▸ **MATERIALS PROVIDED**

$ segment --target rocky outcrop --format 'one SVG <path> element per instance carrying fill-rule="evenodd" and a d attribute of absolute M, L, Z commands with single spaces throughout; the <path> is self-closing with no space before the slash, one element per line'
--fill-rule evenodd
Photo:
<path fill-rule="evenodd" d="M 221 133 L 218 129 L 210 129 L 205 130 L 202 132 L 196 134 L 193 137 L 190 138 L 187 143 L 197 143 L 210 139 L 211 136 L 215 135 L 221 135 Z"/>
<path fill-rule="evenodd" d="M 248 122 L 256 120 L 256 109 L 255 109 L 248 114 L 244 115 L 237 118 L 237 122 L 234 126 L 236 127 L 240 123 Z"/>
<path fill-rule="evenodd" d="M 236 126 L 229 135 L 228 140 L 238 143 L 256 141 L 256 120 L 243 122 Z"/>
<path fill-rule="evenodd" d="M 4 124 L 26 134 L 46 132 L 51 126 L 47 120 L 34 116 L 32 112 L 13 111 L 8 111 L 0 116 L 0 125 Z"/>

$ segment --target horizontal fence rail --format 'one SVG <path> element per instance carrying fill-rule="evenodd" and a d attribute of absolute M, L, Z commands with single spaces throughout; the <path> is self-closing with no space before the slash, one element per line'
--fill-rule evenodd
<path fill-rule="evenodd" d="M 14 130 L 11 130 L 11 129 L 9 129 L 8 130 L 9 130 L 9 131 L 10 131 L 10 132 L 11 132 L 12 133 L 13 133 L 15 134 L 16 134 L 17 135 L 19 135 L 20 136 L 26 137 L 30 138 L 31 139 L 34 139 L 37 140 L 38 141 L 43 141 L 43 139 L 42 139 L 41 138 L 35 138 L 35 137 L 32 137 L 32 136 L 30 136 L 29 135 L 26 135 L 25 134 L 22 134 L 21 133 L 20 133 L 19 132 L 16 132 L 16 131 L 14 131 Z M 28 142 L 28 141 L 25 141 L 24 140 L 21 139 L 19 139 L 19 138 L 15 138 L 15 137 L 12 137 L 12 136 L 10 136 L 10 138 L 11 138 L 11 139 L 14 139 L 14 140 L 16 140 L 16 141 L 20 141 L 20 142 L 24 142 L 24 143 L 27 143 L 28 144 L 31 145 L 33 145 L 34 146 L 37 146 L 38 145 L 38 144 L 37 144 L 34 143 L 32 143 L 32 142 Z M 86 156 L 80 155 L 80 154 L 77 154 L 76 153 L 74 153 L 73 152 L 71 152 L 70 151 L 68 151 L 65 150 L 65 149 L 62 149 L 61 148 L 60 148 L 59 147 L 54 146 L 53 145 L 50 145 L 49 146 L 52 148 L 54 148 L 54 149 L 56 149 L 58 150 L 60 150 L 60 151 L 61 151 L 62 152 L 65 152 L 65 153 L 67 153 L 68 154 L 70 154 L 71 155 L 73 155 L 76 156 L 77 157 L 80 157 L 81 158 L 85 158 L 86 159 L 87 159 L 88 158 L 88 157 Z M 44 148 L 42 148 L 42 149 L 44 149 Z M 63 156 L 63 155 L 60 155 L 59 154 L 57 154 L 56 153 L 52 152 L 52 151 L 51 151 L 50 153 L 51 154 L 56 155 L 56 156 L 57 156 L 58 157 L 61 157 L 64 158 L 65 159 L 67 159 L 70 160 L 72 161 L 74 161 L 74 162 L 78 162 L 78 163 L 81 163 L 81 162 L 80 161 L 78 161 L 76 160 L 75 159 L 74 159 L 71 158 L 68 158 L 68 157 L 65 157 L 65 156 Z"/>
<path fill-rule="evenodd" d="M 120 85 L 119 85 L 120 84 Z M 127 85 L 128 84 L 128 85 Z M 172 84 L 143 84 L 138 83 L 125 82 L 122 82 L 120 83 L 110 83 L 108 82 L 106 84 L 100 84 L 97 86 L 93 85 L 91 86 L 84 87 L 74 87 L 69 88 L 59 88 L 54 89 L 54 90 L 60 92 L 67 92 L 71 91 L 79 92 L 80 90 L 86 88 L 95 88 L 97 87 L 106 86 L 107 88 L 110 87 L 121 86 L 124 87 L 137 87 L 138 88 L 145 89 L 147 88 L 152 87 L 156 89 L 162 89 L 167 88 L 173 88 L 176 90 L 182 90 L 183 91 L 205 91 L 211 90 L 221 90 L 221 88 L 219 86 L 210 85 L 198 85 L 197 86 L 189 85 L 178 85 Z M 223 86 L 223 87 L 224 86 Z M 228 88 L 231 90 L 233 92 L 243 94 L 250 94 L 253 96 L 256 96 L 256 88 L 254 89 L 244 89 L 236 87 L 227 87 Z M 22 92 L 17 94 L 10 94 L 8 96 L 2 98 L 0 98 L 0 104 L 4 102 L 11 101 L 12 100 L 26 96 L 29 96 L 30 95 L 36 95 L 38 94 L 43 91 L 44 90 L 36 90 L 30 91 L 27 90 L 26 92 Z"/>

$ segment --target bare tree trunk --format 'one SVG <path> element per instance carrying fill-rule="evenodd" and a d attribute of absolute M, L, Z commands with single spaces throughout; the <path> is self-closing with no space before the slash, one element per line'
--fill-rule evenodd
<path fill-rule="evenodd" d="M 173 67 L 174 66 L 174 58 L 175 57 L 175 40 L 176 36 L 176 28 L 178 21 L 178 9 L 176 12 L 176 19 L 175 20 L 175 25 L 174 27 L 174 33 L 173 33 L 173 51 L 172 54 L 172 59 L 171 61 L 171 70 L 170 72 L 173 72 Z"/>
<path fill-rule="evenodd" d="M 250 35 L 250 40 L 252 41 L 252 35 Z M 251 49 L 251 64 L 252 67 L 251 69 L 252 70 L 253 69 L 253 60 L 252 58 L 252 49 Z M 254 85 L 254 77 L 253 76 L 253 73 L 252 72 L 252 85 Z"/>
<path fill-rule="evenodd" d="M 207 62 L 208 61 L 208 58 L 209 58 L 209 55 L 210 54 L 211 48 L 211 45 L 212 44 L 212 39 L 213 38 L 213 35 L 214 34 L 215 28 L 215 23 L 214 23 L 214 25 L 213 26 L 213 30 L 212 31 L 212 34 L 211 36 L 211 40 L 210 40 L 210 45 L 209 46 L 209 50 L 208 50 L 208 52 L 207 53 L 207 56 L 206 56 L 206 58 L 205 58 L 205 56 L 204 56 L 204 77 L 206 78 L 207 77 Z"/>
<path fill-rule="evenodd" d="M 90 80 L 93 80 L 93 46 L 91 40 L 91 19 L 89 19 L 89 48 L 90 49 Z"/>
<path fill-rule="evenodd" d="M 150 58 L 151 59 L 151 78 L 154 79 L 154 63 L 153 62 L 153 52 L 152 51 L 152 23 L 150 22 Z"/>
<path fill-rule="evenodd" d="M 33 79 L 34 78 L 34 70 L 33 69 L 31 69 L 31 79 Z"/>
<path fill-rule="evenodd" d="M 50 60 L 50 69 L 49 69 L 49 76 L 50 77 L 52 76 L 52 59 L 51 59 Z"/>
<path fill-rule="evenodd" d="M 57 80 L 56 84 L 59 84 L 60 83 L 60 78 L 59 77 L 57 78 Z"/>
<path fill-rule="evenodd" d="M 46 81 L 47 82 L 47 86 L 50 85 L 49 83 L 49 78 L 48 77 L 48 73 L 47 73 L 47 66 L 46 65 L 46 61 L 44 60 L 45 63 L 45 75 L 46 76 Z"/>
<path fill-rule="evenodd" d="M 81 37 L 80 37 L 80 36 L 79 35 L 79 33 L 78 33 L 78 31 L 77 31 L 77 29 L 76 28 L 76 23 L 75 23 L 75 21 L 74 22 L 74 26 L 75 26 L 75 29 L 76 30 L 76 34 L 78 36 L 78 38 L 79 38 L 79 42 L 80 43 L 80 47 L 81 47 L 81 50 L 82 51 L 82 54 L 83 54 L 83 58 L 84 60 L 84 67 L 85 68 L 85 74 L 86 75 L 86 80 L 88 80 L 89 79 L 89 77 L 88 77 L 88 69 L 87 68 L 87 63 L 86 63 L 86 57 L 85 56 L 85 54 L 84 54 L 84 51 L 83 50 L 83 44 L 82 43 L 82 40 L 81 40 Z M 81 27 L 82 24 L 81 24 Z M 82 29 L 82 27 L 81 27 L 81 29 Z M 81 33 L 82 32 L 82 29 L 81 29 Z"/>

--

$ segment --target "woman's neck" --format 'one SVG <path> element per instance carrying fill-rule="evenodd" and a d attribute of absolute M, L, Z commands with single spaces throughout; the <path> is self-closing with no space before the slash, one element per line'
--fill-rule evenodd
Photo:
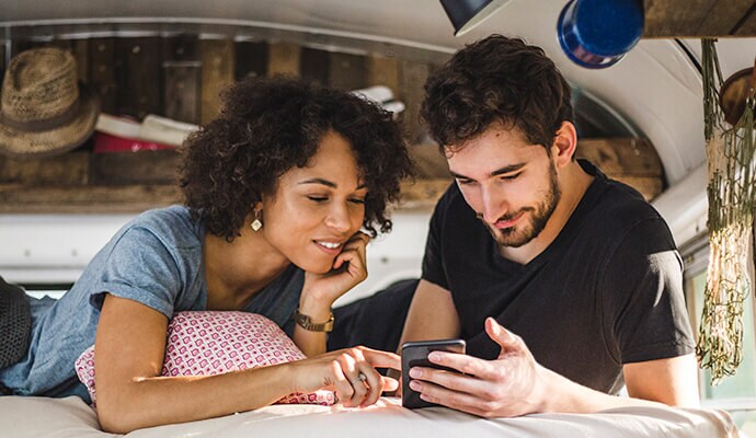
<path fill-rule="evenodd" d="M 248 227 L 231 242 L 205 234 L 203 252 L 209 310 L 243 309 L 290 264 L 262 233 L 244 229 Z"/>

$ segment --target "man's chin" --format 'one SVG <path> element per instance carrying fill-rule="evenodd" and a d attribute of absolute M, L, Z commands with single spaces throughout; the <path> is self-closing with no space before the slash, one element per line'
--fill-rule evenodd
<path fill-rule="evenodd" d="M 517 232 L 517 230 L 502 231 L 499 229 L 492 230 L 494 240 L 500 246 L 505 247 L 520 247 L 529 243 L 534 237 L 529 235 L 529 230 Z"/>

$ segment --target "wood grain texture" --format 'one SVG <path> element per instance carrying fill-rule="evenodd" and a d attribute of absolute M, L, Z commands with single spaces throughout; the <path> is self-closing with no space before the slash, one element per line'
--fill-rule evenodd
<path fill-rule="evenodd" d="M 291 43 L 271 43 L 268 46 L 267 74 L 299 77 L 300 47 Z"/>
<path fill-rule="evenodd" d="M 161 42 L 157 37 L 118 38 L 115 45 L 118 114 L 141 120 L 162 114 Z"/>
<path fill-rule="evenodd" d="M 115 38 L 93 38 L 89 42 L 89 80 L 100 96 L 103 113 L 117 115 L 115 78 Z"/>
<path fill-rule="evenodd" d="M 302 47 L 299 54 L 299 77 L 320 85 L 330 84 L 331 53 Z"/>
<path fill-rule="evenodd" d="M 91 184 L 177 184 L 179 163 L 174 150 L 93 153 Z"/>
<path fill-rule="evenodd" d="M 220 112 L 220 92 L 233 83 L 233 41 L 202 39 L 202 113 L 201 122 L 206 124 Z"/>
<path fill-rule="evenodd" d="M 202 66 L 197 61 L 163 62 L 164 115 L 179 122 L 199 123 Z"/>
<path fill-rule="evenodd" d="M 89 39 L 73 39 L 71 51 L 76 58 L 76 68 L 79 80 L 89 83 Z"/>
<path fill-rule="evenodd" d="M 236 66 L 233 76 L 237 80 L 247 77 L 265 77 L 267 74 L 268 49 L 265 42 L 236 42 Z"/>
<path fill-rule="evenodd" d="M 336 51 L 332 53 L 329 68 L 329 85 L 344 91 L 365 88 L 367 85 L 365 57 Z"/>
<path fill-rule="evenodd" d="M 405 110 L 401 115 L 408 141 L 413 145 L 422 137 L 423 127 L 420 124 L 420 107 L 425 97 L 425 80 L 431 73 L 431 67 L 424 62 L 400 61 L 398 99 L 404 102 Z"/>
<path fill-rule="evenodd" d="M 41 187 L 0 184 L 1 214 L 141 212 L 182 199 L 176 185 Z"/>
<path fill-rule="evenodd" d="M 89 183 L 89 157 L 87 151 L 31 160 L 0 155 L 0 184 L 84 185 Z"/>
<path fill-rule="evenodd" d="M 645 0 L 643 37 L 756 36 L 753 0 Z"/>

▸ **GOAL**
Lay out the records as a Markdown table with the columns "Row" and "Line", numbering each row and leaving out blank lines. Begin at the line that has "segment --target bare" and stop after the line that has "46 81 L 47 82", with no other lines included.

▸ **WRITTEN ANSWER**
| Row | Line |
|---|---|
| 1 | $ segment --target bare tree trunk --format 'one SVG <path> element per instance carrying fill-rule="evenodd" and a d attribute of absolute M, L, Z commands with single spaces throughout; the <path> is self-closing with no space before the slash, one element per line' |
| 2 | --fill-rule evenodd |
| 3 | <path fill-rule="evenodd" d="M 173 67 L 174 66 L 174 58 L 175 57 L 175 40 L 176 36 L 176 28 L 178 21 L 178 9 L 176 12 L 176 19 L 175 20 L 175 25 L 174 27 L 174 33 L 173 33 L 173 51 L 172 54 L 172 59 L 171 61 L 171 70 L 170 72 L 173 72 Z"/> |
| 4 | <path fill-rule="evenodd" d="M 250 35 L 250 40 L 252 41 L 252 35 Z M 251 49 L 251 64 L 252 67 L 251 69 L 252 70 L 253 69 L 253 60 L 252 58 L 252 49 Z M 254 85 L 254 77 L 253 76 L 253 73 L 252 72 L 252 85 Z"/> |
| 5 | <path fill-rule="evenodd" d="M 207 62 L 208 61 L 208 58 L 209 58 L 209 55 L 210 54 L 211 48 L 211 45 L 212 44 L 212 39 L 213 38 L 213 35 L 214 34 L 215 28 L 215 23 L 214 23 L 214 25 L 213 26 L 213 30 L 212 31 L 212 34 L 211 36 L 211 40 L 210 40 L 210 45 L 209 46 L 209 50 L 208 50 L 208 52 L 207 53 L 207 56 L 206 56 L 206 58 L 205 58 L 205 56 L 204 56 L 204 77 L 206 78 L 207 77 Z"/> |
| 6 | <path fill-rule="evenodd" d="M 90 80 L 93 80 L 93 46 L 91 40 L 91 19 L 89 19 L 89 48 L 90 49 Z"/> |
| 7 | <path fill-rule="evenodd" d="M 150 58 L 151 59 L 151 78 L 154 79 L 154 63 L 153 62 L 153 52 L 152 51 L 152 23 L 150 22 Z"/> |
| 8 | <path fill-rule="evenodd" d="M 33 79 L 34 78 L 34 70 L 33 69 L 31 69 L 31 79 Z"/> |
| 9 | <path fill-rule="evenodd" d="M 50 60 L 50 69 L 49 69 L 49 76 L 50 77 L 52 76 L 52 59 L 51 59 Z"/> |
| 10 | <path fill-rule="evenodd" d="M 57 80 L 56 84 L 59 84 L 60 83 L 60 78 L 59 77 L 57 78 Z"/> |
| 11 | <path fill-rule="evenodd" d="M 46 81 L 47 82 L 47 86 L 50 85 L 49 83 L 49 78 L 48 77 L 48 73 L 47 73 L 47 66 L 46 65 L 46 61 L 44 60 L 45 63 L 45 75 L 46 76 Z"/> |